Entries from a pointing dataset
-- begin --

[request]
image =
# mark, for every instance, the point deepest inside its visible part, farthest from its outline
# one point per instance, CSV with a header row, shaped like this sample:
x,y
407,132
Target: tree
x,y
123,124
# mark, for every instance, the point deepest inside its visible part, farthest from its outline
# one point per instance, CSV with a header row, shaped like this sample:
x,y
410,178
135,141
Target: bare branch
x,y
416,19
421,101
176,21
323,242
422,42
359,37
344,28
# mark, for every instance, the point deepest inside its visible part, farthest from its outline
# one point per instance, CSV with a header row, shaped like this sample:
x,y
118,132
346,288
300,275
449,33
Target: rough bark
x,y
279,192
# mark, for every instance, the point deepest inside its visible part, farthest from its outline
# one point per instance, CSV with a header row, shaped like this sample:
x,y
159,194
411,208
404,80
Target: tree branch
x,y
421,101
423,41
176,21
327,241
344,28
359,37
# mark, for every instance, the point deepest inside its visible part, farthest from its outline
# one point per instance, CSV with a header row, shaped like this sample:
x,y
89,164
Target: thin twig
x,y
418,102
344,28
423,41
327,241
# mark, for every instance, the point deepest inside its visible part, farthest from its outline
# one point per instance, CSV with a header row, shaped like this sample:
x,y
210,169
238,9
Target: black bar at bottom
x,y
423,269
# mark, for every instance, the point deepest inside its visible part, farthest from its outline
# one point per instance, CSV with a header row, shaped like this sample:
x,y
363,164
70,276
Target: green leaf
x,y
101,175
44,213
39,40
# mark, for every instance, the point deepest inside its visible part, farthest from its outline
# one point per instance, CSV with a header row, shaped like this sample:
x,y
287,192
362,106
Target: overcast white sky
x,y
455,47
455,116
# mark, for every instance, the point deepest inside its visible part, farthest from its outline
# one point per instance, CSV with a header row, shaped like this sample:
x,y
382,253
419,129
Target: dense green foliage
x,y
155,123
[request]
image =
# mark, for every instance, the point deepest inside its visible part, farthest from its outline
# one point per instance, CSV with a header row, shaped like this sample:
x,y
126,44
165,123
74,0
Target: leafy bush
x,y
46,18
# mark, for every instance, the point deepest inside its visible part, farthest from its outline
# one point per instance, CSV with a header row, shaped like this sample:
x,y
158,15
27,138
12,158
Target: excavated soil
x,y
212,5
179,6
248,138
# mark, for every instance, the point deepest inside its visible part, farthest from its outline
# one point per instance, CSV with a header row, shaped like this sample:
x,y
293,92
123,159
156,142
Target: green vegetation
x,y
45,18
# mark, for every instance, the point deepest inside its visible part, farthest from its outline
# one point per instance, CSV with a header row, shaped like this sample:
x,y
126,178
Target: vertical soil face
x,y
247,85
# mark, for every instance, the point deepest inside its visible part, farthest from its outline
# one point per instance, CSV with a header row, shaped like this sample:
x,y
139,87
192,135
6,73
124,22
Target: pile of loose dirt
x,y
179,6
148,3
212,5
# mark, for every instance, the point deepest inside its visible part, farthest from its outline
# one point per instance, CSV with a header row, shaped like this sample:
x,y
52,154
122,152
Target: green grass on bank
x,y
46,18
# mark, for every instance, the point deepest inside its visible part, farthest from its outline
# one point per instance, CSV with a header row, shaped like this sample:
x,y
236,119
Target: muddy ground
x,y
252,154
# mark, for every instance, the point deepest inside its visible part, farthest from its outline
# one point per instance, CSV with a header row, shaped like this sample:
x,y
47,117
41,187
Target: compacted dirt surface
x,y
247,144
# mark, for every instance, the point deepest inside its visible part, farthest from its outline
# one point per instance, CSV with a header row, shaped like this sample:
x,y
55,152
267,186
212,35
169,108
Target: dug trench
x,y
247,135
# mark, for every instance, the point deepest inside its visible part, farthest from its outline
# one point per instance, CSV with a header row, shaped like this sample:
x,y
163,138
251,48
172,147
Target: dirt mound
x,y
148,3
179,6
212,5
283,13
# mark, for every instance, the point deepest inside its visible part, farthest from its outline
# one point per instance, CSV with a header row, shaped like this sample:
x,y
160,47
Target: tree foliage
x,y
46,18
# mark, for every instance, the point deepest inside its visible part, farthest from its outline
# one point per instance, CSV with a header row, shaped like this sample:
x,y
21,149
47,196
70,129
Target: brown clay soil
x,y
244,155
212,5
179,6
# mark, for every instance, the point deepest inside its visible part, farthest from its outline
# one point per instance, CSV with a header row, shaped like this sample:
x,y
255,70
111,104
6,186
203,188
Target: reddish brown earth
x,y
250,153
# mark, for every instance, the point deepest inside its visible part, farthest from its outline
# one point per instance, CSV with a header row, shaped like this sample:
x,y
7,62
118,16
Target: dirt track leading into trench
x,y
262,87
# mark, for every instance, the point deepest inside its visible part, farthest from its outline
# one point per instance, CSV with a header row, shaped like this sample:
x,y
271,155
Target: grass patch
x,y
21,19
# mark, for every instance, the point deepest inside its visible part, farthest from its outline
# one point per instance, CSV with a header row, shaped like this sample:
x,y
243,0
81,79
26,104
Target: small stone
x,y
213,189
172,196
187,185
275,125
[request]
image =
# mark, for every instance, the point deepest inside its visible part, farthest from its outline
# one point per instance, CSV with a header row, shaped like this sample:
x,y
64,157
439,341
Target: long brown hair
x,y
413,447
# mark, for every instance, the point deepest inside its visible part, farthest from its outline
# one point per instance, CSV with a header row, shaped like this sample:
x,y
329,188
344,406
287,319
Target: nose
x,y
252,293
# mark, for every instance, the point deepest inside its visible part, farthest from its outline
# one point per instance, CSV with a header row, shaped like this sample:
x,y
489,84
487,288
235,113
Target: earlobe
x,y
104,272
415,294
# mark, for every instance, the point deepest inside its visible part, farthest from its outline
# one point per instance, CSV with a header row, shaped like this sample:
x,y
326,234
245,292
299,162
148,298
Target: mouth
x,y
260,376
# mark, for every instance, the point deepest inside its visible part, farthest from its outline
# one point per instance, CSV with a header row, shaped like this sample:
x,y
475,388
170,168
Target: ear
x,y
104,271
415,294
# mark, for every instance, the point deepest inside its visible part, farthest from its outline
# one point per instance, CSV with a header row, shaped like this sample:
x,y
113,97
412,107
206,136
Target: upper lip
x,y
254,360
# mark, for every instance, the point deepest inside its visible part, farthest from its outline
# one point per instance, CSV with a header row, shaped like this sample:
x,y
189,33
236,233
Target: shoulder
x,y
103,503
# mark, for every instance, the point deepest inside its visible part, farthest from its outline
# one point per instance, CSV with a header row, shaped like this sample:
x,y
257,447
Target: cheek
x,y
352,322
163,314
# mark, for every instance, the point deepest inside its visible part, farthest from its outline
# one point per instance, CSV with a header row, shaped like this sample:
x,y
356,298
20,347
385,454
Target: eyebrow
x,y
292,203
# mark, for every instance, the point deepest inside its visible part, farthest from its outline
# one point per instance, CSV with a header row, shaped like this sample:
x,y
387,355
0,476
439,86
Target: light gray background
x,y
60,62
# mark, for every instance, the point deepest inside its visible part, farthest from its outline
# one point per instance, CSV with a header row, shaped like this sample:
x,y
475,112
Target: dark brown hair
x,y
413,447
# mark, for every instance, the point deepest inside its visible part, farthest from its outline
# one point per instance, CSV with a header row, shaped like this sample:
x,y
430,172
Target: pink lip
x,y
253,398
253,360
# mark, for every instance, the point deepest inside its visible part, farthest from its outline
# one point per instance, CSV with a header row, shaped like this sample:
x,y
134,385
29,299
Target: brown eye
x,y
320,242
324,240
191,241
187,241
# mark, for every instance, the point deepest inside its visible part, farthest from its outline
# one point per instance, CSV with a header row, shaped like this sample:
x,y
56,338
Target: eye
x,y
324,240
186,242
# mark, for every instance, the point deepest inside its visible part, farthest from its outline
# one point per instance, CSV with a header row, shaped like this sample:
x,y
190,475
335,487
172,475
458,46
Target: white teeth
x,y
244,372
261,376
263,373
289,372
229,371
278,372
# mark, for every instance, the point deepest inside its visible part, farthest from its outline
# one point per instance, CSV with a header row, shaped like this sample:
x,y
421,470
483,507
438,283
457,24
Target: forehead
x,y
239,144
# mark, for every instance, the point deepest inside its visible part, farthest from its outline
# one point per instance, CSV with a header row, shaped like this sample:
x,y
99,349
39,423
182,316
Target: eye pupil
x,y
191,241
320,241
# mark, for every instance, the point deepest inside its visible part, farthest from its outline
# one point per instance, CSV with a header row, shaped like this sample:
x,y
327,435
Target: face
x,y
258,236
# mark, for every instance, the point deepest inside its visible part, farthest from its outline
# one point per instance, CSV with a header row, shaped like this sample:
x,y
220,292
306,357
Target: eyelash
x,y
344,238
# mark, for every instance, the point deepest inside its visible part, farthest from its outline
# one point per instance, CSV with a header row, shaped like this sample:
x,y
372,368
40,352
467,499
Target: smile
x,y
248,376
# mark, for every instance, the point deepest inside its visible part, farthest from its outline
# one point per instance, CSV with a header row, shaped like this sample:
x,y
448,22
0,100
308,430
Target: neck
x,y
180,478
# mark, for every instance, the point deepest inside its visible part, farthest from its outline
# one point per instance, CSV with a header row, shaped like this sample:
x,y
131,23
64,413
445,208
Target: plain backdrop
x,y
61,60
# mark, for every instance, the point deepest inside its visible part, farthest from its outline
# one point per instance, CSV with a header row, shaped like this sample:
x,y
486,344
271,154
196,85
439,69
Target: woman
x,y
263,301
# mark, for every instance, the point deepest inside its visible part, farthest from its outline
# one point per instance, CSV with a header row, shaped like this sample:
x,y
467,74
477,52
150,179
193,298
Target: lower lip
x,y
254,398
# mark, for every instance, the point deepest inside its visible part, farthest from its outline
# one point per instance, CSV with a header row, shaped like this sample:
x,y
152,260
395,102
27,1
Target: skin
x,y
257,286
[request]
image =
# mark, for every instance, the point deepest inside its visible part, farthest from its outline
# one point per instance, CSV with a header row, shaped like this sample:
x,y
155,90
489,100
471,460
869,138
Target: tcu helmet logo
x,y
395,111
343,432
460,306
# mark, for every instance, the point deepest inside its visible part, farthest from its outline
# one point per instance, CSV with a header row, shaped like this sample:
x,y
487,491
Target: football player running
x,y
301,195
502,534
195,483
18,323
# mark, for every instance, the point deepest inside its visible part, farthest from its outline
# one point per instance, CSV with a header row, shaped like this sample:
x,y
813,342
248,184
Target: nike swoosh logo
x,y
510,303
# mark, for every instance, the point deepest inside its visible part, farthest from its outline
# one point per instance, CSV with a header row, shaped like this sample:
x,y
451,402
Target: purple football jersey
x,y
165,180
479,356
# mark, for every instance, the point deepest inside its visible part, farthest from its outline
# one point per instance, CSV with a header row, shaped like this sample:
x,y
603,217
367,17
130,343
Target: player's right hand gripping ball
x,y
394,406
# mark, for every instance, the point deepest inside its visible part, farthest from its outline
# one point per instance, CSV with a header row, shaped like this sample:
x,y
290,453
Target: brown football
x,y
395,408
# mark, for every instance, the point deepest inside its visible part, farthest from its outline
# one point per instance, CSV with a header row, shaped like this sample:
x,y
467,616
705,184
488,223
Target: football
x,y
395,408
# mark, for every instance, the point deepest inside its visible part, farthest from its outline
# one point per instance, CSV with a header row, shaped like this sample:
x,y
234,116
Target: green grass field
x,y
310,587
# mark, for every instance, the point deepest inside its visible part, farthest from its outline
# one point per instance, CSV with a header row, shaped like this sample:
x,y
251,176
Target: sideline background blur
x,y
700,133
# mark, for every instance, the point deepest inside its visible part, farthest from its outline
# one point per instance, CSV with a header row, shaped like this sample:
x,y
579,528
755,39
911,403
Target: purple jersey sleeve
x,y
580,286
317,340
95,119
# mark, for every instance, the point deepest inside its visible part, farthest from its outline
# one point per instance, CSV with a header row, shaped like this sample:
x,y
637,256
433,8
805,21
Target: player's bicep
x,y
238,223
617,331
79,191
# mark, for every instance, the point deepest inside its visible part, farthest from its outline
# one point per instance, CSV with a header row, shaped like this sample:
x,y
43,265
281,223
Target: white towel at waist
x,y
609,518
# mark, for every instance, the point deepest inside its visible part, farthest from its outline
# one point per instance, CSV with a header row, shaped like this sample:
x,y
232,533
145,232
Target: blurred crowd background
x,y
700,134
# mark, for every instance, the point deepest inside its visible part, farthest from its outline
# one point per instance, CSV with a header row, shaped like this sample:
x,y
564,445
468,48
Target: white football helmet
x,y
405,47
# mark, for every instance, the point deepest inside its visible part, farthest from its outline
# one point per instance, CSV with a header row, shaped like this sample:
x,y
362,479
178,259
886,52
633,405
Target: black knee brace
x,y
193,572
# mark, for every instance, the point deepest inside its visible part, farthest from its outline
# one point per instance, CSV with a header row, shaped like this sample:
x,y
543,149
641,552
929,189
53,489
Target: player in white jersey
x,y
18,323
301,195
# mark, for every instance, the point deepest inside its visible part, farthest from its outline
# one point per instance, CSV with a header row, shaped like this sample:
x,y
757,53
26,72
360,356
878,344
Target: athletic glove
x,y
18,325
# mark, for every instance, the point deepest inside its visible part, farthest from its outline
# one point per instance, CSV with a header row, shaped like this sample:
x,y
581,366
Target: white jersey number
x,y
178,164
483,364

-- end --

## [The problem]
Identify every line in the entries above that contains the word "foliage", and copy each of those lines. Case counts.

## [Result for this task]
Target: dense green foliage
Target: tree foliage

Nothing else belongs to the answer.